[Annotated coordinate records]
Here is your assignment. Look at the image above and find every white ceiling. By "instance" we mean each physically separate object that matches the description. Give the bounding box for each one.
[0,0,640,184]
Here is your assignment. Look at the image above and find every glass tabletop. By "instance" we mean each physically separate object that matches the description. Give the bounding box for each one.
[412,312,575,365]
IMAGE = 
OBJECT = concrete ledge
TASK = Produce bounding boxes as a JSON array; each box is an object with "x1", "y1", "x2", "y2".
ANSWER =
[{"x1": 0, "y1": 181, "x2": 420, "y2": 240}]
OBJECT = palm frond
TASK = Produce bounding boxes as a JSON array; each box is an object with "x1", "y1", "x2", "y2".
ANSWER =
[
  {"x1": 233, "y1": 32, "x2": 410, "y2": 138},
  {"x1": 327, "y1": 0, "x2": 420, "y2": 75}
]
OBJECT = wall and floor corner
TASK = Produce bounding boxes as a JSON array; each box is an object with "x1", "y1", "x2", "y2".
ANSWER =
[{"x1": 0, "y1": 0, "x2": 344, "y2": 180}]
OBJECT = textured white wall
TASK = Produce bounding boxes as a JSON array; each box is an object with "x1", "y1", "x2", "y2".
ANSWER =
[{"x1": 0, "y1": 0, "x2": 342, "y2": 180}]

> BRIEF
Copy the records above line for line, changing nothing.

> RESULT OF THE EXERCISE
Here is your assignment. Look at the image above and find every white ceiling. By "instance" we mean each physically separate object that matches the description. Give the bounding box for each one.
[0,0,640,184]
Here is your assignment. Look at the image above and find every glass tabletop. By "instance" we mean each physically separate object that matches the description. Give the bounding box for each one.
[412,312,575,365]
IMAGE = 
OBJECT = concrete ledge
TASK = Produce bounding boxes as a JSON array; each box is an object with "x1", "y1", "x2", "y2".
ANSWER =
[{"x1": 0, "y1": 181, "x2": 420, "y2": 240}]
OBJECT = palm frond
TASK = Produce bounding boxes as a JSON array; each box is an object with "x1", "y1", "x2", "y2".
ANSWER =
[
  {"x1": 233, "y1": 32, "x2": 410, "y2": 138},
  {"x1": 327, "y1": 0, "x2": 420, "y2": 75}
]
OBJECT = wall and floor corner
TASK = Produce bounding boxes as a JSON array; each box is an object with "x1", "y1", "x2", "y2".
ANSWER =
[{"x1": 0, "y1": 0, "x2": 344, "y2": 180}]
OBJECT = textured white wall
TASK = Produce bounding boxes as a JSON array; each box is an object with "x1", "y1", "x2", "y2".
ANSWER =
[{"x1": 0, "y1": 0, "x2": 342, "y2": 180}]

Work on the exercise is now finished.